Não confundam isso com baianidade. Acredito mesmo que a vida profissional de um operador da bolsa deve ser interessantíssima. Deve ser muito challenging essa coisa de estar com a atenção e o senso crítico sempre ligados, prontos para tomar decisões e fazer prospectos de conjuntura a cada dez minutos ou menos. Realmente gosto das montanhas-russas, do dinamismo e da adaptabilidade do mercado. O problema de trabalhar na montanha-russa é achar todos os outros brinquedos do parque monótonos. You see, esse é o mesmo problema do hedonismo e de outras buscas sistemáticas pelo prazer: as doses necessárias para a mesma satisfação são cada vez maiores. Pergunte a um viciado em cocaína. É praticamente uma verdade universal.

Sou mais Epicuro, para quem a felicidade estava nas pequenas coisas e na moderação dos desejos. Comer é bom, mas empanturrar-se é ruim. Não precisa ser santo, mas é bom andar na linha. Grandes excessos levam a grandes dessatisfações. Gosto da temperança.

Nunca quis ser o primeiro da turma. Essa coisa de ser visto como a referência número um sempre vinha acompanhada de uma responsabilidade que me incomodava por restringir minha liberdade de ser eu mesmo. Mas sempre quis estar naquela meia dúzia bem-lembrada pelos professores. Sempre estive nos top 10%, no primeiro decil, e sempre gostei disso.

_ _ _

Diga, com sim ou não, se cada afirmação concorda com o texto e copie as palavras dele que decidem a resposta. 1. Quem escreve sempre quis ser o primeiro da turma. 2. Para Epicuro, a felicidade estava nas pequenas coisas. 3. No hedonismo, a dose necessária para a mesma satisfação vai diminuindo. Essas linhas não têm nenhuma relação com o texto.

### Linhas extraídas
_ _ _

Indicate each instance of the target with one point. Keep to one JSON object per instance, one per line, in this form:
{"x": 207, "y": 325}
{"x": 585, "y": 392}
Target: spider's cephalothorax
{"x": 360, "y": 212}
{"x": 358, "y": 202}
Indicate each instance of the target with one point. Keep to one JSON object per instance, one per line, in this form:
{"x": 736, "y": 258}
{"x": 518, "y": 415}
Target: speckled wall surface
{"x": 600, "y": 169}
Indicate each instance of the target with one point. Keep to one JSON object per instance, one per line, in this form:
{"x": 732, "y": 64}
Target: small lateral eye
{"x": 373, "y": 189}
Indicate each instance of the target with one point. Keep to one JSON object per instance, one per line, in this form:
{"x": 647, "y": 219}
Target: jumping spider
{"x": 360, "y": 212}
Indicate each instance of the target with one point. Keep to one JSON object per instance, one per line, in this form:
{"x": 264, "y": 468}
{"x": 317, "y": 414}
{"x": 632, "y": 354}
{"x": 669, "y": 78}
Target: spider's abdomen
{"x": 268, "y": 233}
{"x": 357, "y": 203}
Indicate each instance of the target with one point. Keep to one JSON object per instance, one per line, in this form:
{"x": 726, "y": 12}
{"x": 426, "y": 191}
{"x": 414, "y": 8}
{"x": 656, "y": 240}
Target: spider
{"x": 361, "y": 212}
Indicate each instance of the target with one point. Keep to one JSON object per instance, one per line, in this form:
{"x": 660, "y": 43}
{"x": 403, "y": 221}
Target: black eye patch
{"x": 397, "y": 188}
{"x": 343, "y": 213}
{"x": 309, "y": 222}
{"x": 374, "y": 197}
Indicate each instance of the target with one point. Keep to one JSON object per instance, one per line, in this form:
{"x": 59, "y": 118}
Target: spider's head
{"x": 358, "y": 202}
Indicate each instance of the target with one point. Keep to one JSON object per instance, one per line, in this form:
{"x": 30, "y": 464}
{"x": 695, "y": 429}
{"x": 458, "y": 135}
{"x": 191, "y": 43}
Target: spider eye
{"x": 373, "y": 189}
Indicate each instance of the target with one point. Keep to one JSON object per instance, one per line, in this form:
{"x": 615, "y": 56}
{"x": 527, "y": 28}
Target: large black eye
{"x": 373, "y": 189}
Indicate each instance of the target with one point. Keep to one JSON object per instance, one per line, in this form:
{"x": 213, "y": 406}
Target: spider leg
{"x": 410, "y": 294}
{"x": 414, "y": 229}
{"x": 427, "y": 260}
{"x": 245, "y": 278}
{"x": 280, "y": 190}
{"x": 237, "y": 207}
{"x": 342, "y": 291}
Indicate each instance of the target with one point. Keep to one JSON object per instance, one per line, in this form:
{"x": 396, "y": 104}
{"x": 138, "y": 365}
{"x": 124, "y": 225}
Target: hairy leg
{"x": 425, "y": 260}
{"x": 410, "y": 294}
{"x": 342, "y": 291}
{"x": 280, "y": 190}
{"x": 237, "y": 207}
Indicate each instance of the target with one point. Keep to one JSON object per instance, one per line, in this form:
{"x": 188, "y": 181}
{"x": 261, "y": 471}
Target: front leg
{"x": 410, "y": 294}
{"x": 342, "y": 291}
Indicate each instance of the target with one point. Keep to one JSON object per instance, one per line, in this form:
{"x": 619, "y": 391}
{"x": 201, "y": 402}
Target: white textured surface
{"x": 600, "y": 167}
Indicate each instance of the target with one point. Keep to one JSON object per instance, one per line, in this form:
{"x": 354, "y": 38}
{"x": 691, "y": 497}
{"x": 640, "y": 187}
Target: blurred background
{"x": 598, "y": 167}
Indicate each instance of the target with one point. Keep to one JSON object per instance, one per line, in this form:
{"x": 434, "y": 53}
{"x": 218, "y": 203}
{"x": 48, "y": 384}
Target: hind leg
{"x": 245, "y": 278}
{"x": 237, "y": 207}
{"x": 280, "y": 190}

_ _ _

### Resposta esperada
1. Não: "Nunca quis ser o primeiro da turma."
2. Sim: "para quem a felicidade estava nas pequenas coisas e na moderação dos desejos"
3. Não: "as doses necessárias para a mesma satisfação são cada vez maiores"